**Page excerpt**

★ ★ ★ ★ ★

Stance: Critical, objective, authoritative.

Medium: Print. Please use 12-pt Times New Roman, double-spaced, with 1” margins all around. Last name and page number in the header. Note: 3-5 pages means at least 3 pages—so the text should begin to spill onto the fourth page.

Relevant Class Outcomes

  • Outcome 1: Rhetorical Awareness and Composition.You will demonstrate understanding of genre, audience, and purpose in both reading and writing. You will analyze, use, and adapt generic conventions, including organization, development, and style, while composing in multiple genres and modes, including text, audio, and image.
  • Outcome 2: Writing as Process. You will understand and practice writing as a process, recursively implementing strategies of research, drafting, revision, editing, and reflection. You will reflect on your own writing process, and learn to critique your own work and the work of others.

Grading Criteria

Your argument:

  • Shows a mastery of the language of rhetorical analysis;
  • Is specific, clear, and evidence-driven: for example, you will have to articulate a particular (detailed!) audience that the hoax is meant to target, and then support your claim with evidence from the hoax;
  • Demonstrates a nuanced understanding of the interrelation of the various elements of rhetoric and rhetorical situations: purpose, audience, genre, stance, medium, evidence, counter-arguments, etc.; and
  • Is strengthened by acknowledgement and refutation of counter-arguments.

★ ★ ★ ★ ★

**Excerpted data**

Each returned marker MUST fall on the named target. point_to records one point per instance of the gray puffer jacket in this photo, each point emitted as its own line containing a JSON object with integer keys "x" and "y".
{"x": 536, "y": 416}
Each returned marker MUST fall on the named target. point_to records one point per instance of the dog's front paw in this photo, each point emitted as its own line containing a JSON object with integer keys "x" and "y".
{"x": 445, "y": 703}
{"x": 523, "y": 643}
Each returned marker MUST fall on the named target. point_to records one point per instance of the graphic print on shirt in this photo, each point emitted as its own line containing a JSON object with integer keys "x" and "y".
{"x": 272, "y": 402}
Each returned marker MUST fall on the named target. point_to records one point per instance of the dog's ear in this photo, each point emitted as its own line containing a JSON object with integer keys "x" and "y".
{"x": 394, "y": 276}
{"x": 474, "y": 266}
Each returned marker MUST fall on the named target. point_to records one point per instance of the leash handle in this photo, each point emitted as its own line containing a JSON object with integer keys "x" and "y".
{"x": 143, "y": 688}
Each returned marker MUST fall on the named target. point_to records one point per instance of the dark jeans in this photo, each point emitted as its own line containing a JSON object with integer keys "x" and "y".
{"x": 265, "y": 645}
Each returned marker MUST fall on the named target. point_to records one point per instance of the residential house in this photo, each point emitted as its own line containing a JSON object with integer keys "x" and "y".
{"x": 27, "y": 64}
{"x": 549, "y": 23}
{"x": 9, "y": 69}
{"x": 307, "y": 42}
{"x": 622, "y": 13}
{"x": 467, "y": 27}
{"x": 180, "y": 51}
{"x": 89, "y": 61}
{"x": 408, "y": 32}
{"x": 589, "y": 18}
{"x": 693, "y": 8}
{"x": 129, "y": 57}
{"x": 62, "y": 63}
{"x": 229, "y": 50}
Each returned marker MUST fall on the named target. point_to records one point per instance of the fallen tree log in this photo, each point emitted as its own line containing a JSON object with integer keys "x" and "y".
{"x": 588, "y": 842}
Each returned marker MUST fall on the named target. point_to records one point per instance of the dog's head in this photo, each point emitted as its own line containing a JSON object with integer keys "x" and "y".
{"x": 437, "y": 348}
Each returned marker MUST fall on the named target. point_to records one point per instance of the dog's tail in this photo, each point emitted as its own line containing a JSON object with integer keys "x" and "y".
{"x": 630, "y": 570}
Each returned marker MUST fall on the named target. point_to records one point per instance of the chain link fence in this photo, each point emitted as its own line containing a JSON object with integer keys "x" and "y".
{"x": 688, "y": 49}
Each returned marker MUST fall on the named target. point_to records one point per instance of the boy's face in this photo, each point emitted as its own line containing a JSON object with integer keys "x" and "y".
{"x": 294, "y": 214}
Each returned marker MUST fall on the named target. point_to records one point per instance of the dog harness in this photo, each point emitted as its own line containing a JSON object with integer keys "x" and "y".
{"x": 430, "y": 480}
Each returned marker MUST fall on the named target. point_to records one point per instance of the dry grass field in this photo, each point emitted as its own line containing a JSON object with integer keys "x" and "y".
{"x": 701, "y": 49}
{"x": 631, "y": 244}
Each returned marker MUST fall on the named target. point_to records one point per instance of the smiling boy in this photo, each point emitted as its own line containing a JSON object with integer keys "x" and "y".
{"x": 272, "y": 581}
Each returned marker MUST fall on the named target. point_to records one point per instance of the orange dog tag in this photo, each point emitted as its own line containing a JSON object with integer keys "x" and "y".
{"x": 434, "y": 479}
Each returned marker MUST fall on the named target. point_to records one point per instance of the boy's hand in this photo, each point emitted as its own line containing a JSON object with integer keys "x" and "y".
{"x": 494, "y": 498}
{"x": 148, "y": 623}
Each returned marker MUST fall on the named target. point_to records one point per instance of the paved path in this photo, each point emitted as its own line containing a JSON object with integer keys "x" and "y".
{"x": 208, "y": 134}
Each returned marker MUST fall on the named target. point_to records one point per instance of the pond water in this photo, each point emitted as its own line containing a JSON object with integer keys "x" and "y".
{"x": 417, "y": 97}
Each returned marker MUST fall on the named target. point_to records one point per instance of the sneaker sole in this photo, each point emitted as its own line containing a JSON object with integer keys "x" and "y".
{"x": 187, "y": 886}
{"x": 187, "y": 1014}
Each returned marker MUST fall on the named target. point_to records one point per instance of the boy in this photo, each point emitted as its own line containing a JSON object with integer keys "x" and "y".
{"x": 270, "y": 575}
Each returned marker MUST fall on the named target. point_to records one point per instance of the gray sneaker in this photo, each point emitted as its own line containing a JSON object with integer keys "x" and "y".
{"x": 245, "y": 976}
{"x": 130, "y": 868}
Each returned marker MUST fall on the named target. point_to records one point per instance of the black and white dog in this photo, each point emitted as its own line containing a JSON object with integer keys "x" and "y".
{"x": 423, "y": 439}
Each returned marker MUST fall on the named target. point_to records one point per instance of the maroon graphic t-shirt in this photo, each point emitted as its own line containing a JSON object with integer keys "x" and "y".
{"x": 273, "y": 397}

★ ★ ★ ★ ★

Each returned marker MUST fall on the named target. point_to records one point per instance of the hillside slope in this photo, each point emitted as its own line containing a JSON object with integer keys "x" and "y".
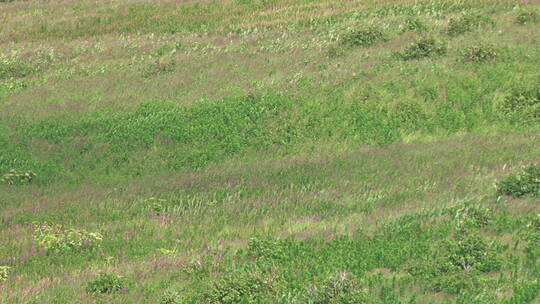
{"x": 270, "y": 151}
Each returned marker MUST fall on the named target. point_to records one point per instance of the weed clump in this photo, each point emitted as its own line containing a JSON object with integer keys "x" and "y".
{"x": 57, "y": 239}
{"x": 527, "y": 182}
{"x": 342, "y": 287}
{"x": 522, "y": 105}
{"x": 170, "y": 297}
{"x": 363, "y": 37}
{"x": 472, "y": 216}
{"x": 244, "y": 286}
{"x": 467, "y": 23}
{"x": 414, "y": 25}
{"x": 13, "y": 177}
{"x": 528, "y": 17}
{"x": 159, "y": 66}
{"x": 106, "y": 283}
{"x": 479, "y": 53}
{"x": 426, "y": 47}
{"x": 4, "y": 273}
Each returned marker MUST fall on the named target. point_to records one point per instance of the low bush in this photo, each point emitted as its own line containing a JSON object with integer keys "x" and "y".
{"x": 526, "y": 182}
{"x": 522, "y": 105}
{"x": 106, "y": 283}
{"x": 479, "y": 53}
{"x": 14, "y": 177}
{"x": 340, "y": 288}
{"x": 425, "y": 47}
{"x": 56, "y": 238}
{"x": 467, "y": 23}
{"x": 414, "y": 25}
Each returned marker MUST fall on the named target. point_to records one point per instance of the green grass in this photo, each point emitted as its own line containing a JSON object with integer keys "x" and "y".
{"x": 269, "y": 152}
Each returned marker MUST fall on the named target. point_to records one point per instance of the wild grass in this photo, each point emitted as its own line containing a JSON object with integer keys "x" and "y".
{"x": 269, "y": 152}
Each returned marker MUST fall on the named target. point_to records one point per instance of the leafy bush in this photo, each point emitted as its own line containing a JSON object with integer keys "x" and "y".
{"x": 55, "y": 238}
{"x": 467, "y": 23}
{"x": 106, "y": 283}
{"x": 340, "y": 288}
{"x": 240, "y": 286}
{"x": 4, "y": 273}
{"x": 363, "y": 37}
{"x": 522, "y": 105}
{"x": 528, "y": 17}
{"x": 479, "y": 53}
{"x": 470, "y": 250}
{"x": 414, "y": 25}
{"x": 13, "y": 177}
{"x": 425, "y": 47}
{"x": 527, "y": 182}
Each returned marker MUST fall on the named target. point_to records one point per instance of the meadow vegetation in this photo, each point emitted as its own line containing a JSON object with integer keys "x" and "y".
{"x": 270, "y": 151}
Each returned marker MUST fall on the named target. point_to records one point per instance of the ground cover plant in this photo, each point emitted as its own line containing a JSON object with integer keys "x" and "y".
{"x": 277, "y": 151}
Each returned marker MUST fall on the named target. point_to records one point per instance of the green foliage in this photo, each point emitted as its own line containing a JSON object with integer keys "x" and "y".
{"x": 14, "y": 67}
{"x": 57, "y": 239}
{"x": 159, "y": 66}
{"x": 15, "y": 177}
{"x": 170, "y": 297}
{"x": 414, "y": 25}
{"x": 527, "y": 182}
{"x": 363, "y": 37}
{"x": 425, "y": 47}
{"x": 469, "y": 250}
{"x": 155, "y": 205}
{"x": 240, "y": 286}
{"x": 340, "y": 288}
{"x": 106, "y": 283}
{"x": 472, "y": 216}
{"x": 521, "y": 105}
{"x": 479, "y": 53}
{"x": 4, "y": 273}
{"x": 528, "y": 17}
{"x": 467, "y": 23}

★ ★ ★ ★ ★

**Given request 1**
How would you translate this sentence from the rhetorical analysis assignment sheet into Spanish: "You will reflect on your own writing process, and learn to critique your own work and the work of others."
**Given request 2**
Could you proceed with the rhetorical analysis assignment sheet, writing what comes after its final grading criterion about counter-arguments?

**Exercise output 1**
Reflexionarás sobre tu propio proceso de escritura y aprenderás a criticar tu propio trabajo y el trabajo de los demás.

**Exercise output 2**
Your introduction:

  • Presents your artifact to the reader—by the end of the introduction we should know what you’re talking about and why it is interesting (take care to only give relevant summary or context so you leave yourself plenty of room for your own analysis); and
  • Includes a compelling and concise thesis in which you argue for the purpose, audience, and effectiveness of the hoax. When I finish reading your thesis, I should know who is trying to convince whom of what, how do they do it, and how effective it is.

Your paragraphs:

  • Each present a claim, supported by evidence, that supports your thesis;
  • Begin with topic sentences that A) preview the claim of the paragraph and B) show how it relates to your overall thesis;
  • Include concrete, detailed evidence;
  • Thoroughly analyze that evidence in order to make a claim about rhetorical strategies and effectiveness; and
  • Transition smoothly from the previous paragraph and smoothly to the one that follows.

Your conclusion:

  • Summarizes your main point and zooms out to the bigger picture—why does your analysis matter?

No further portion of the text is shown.